(Entries from a point annotation set)

=====

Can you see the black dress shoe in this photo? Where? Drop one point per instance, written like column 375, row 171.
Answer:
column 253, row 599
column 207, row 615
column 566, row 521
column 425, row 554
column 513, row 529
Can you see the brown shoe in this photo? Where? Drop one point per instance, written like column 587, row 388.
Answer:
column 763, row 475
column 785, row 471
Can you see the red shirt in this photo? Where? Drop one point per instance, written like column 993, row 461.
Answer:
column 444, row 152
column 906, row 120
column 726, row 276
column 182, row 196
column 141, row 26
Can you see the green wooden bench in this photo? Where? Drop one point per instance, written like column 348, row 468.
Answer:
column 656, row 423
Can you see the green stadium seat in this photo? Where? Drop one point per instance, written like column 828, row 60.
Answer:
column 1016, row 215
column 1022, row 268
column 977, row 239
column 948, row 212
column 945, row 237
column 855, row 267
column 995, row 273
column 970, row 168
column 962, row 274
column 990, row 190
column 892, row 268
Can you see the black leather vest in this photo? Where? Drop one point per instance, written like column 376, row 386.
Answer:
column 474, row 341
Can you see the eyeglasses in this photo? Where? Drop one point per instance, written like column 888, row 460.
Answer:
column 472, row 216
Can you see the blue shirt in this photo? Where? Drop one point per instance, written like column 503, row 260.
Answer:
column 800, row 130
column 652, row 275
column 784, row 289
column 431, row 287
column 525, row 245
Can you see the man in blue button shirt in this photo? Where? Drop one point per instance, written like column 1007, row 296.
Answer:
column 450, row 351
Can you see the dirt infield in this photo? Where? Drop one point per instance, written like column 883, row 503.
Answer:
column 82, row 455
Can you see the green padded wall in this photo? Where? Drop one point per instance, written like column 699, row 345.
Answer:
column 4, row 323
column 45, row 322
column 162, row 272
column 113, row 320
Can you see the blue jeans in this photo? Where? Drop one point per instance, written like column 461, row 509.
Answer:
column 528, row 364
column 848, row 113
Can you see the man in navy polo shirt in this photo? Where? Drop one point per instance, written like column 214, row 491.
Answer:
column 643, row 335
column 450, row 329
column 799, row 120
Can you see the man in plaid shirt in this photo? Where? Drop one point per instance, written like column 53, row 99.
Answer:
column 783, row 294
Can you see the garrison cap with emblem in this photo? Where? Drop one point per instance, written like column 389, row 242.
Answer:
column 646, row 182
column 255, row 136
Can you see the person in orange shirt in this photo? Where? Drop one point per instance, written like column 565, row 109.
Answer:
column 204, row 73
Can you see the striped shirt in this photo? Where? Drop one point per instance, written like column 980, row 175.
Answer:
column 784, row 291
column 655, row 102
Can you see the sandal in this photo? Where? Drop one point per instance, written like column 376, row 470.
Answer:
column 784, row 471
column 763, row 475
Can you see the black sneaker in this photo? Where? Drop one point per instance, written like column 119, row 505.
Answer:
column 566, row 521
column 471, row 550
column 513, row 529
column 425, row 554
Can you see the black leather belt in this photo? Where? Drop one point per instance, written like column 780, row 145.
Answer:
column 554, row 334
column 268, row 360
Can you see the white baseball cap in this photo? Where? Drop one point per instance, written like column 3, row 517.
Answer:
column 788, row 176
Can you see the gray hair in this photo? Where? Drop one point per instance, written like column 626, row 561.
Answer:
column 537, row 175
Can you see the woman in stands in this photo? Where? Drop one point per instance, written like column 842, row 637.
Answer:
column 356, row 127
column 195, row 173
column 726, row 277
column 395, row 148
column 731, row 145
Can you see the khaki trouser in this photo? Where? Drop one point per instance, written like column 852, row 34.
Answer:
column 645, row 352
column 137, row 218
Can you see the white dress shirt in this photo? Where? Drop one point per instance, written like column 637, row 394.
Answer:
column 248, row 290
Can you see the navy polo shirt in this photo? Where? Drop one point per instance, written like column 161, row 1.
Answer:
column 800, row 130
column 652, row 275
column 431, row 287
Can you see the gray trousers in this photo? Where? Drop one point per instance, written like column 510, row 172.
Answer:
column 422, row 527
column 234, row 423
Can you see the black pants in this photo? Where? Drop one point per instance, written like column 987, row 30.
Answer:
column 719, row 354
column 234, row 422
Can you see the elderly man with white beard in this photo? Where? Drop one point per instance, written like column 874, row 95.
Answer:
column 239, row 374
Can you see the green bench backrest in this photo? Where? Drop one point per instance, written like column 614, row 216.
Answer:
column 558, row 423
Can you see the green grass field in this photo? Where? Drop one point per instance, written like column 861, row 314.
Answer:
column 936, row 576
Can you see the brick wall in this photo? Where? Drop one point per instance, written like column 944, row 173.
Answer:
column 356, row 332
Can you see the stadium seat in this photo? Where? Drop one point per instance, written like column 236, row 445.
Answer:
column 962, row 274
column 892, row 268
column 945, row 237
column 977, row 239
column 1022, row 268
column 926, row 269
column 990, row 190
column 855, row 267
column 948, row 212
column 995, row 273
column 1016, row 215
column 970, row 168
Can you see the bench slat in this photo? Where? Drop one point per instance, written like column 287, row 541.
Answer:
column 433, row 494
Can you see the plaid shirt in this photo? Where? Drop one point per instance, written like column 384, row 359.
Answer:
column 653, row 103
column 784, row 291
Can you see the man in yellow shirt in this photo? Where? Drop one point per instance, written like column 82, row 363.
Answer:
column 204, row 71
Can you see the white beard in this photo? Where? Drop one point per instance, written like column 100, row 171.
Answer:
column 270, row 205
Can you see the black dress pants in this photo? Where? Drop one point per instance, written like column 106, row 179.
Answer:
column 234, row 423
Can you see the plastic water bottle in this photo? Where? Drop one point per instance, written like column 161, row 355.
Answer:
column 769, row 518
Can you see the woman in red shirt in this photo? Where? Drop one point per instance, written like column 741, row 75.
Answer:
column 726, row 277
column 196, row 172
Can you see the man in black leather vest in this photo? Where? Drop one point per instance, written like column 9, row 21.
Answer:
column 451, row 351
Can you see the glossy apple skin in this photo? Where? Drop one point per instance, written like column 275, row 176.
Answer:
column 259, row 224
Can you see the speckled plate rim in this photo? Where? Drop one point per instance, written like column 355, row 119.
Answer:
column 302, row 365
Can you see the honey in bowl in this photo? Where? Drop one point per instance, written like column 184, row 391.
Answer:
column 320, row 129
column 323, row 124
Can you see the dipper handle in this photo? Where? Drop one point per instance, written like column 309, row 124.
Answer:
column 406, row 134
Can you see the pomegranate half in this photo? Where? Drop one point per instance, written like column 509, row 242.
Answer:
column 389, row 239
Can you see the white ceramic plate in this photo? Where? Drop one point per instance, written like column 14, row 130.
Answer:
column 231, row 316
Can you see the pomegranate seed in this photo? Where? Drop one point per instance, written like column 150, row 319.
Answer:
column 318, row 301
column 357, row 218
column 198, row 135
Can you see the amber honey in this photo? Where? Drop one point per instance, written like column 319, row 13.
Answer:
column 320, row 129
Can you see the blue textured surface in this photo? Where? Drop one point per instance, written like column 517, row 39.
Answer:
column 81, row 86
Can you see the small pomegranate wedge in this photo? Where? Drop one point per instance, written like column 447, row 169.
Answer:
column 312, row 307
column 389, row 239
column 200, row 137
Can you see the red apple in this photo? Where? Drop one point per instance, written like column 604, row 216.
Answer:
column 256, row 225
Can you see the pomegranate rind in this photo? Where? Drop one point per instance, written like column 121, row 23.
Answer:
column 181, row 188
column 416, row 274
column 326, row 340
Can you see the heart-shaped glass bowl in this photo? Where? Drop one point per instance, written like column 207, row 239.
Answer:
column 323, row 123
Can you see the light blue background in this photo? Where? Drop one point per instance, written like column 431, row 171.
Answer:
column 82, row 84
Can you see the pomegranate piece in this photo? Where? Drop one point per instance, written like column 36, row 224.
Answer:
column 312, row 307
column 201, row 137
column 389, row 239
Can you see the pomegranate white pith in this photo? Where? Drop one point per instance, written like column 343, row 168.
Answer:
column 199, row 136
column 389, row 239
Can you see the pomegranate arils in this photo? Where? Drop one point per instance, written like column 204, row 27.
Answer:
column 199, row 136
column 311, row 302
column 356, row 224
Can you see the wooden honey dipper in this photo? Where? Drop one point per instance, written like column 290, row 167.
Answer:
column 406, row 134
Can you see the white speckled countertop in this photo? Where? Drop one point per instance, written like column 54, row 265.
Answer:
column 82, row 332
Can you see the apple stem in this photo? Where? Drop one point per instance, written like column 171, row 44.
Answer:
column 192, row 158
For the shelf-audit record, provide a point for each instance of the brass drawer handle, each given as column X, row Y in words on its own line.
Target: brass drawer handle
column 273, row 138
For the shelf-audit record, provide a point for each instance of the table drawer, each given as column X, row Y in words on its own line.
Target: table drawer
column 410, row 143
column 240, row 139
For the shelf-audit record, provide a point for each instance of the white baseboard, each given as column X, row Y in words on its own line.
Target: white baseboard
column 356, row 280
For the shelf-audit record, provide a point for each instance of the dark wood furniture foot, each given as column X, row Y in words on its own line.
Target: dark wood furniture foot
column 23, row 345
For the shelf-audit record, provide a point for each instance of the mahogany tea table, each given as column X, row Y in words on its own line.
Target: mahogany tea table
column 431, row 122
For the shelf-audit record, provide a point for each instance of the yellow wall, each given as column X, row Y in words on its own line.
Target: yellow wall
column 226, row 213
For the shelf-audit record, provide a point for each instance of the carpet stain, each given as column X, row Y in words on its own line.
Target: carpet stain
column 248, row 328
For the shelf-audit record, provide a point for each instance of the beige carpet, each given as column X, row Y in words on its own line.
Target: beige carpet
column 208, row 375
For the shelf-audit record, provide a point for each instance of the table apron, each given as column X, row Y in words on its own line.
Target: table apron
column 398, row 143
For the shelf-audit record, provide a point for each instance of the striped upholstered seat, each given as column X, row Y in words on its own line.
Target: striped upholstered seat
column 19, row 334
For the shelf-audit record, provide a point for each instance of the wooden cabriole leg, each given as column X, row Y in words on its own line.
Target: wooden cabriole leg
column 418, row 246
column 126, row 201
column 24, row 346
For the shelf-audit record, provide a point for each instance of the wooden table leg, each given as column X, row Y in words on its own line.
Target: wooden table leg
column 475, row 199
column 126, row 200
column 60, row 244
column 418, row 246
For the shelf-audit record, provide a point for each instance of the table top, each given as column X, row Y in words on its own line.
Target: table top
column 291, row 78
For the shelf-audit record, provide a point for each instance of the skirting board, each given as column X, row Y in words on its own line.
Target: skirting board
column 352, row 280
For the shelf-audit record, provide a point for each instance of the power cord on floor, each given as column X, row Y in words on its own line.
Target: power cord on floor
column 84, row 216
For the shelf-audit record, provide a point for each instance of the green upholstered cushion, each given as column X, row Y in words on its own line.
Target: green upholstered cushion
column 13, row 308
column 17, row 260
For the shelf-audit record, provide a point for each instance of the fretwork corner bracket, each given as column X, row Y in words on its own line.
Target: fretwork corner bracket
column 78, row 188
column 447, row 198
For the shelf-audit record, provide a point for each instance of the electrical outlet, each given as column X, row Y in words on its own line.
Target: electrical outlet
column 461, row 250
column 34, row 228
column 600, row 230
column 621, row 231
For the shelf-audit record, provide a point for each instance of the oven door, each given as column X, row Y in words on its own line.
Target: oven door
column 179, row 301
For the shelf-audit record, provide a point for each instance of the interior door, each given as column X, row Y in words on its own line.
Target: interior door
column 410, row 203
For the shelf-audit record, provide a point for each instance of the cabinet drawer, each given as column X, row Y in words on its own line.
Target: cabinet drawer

=====

### Stated problem:
Please rewrite the lines starting with the line that contains "Can you see the black sneaker" and going on through the line that contains "column 537, row 175", putting "silver hair" in place of "gray hair" and keeping everything else the same.

### Exercise answer:
Can you see the black sneaker in this photo? Where? Drop one point per instance, written like column 119, row 505.
Answer:
column 566, row 521
column 471, row 550
column 513, row 529
column 425, row 554
Can you see the black leather belt in this photo? Where? Drop one point per instance, written like column 780, row 145.
Answer:
column 554, row 334
column 268, row 360
Can you see the white baseball cap in this photo? Where? Drop one point per instance, written like column 3, row 517.
Answer:
column 788, row 176
Can you see the silver hair in this photo? Where? Drop one point per instance, written like column 626, row 561.
Answer:
column 537, row 175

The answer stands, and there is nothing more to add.